**To be done**
Rewrite every line of the records below as a JSON list of strings, one string per line, leaving out blank lines.

**Supplied data**
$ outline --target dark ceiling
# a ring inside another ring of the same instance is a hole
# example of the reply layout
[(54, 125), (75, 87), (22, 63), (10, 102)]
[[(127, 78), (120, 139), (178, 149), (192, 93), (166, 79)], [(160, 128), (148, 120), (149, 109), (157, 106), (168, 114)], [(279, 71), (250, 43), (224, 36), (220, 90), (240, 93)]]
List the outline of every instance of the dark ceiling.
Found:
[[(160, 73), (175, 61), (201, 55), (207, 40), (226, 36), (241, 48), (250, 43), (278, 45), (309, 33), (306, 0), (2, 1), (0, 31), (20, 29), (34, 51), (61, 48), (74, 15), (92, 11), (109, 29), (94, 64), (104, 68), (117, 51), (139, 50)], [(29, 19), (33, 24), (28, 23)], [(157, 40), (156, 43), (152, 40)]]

**Exercise response**
[
  "$ outline --target dark ceiling",
  "# a ring inside another ring of the same instance is a hole",
  "# example of the reply layout",
  "[(54, 125), (75, 87), (22, 63), (10, 102)]",
  "[[(127, 78), (120, 139), (178, 149), (192, 93), (166, 79)], [(160, 128), (148, 120), (149, 109), (157, 106), (168, 114)], [(279, 71), (250, 43), (224, 36), (220, 90), (240, 93)]]",
  "List the outline of every instance of the dark ceiling.",
  "Found:",
  "[[(160, 73), (175, 61), (201, 55), (207, 40), (226, 36), (241, 48), (250, 43), (278, 45), (309, 33), (306, 0), (2, 1), (0, 31), (20, 29), (34, 51), (61, 48), (74, 15), (92, 11), (109, 29), (94, 64), (104, 68), (117, 51), (139, 50)], [(29, 19), (33, 24), (28, 23)], [(157, 40), (156, 43), (152, 40)]]"
]